# Exercise material start

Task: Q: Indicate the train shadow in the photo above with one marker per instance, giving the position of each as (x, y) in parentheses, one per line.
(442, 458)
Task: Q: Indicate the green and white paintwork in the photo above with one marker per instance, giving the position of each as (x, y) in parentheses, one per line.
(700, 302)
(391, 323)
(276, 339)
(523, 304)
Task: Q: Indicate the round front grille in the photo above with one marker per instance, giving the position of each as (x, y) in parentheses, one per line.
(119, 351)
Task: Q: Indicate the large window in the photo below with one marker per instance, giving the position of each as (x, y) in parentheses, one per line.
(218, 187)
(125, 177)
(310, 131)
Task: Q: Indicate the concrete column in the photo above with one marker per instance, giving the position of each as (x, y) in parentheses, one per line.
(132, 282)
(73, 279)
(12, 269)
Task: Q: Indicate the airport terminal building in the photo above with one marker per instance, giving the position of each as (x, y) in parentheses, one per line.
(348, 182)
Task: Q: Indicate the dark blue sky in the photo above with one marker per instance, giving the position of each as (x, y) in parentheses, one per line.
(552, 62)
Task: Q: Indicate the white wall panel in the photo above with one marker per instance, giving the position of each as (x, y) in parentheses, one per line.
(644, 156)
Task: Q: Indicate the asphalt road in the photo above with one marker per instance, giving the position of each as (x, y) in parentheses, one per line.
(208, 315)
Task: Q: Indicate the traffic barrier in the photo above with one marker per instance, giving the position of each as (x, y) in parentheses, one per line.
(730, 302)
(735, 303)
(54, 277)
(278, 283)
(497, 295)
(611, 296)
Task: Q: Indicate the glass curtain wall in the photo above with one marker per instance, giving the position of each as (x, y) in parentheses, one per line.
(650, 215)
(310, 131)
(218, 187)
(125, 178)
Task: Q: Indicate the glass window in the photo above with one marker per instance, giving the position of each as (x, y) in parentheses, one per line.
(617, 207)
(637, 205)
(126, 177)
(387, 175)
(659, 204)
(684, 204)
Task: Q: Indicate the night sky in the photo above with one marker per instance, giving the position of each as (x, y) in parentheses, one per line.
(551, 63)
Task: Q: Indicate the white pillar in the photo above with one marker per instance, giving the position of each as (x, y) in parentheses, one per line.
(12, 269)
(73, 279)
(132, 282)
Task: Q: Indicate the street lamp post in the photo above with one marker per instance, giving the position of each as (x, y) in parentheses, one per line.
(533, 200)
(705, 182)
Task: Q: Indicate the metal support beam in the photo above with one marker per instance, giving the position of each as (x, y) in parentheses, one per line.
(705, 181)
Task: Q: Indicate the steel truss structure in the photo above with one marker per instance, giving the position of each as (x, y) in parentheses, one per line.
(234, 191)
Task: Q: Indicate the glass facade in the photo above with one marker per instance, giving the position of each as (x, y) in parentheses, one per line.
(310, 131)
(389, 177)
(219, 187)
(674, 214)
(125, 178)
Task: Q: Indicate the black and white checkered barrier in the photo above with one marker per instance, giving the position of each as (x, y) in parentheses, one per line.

# Exercise material end

Give an exact copy of all the data shown above.

Task: Q: Indicate the train shadow in the photo above with one marker per instance, giving the position of each as (x, y) in parentheses, one per line.
(442, 458)
Task: Q: Indicate the green and white paintwork in the photo above with one marker per instance, giving the position of each as (x, y) in parentheses, one per line.
(700, 302)
(391, 323)
(276, 339)
(523, 304)
Task: Q: Indicate the round front grille in the photo above with one marker per instance, giving the position of each as (x, y) in parentheses, one per line.
(119, 351)
Task: Q: Indicate the large window in the photo below with one marker per instance, giving the position of each as (x, y) in parentheses, one per line.
(218, 187)
(125, 177)
(310, 131)
Task: Q: Indicate the concrete column in the photo above with one marker per instance, giving the position of each as (x, y) in parentheses, one per line.
(132, 282)
(73, 279)
(12, 269)
Task: Q: Indicate the airport terminal building in the photo above with one marker per instance, giving the position of each as (x, y) in parentheses, one per line.
(348, 182)
Task: Q: Indicate the dark blue sky in the photo above with one marker per instance, giving the position of each as (x, y) in parentheses, one per line.
(552, 62)
Task: Q: Indicate the white wall panel in the photo above with one marker per instance, giving the position of each as (x, y) in parentheses, one per line.
(644, 156)
Task: Q: Indicate the asphalt road in the photo above with one marker per instance, giving the position of each as (x, y) in parentheses, one per line.
(208, 315)
Task: Q: Indicate the traffic barrier in the photo above with one marker per instance, giving the position of each as (x, y) in parentheses, one per line.
(730, 302)
(735, 303)
(54, 277)
(278, 283)
(497, 295)
(611, 296)
Task: Q: Indicate the glass curtain wall in the photo above with one marker per instance, giving the position of each as (x, y) in parentheses, one per line.
(650, 215)
(310, 131)
(218, 187)
(125, 178)
Task: Q: Indicate the glass window in the photo above with one marker per instance, giving the position of each as (x, y) in parentheses, one per line.
(617, 207)
(637, 205)
(126, 177)
(387, 175)
(659, 204)
(684, 204)
Task: Q: Indicate the night sky in the photo above with one marker per instance, giving the position of each as (x, y) in parentheses, one per line.
(551, 63)
Task: Q: Indicate the white pillar in the photo above with one marker per instance, giving the position of each as (x, y) in parentheses, one per line.
(12, 269)
(73, 279)
(132, 282)
Task: Q: Indicate the street lamp post in the photo above with one marker per instance, giving the position of each as (x, y) in parentheses, one per line.
(533, 200)
(705, 182)
Task: Q: Indicate the metal support beam in the photo above with one marker per instance, giving the position of each as (x, y) in parentheses, one per line.
(705, 181)
Task: Q: Indicate the steel truss structure in the photo above with one marker per instance, giving the position of each as (x, y) in parentheses, one per line.
(234, 191)
Task: Q: Indicate the glass facade in the photo above with one marker per instance, giving the position of each as (x, y) in parentheses, one per line.
(310, 131)
(389, 177)
(219, 187)
(674, 214)
(125, 178)
Task: Q: Indicate the black and white checkered barrier in the photo above with one marker per instance, giving the position of each as (x, y) in parentheses, one per line.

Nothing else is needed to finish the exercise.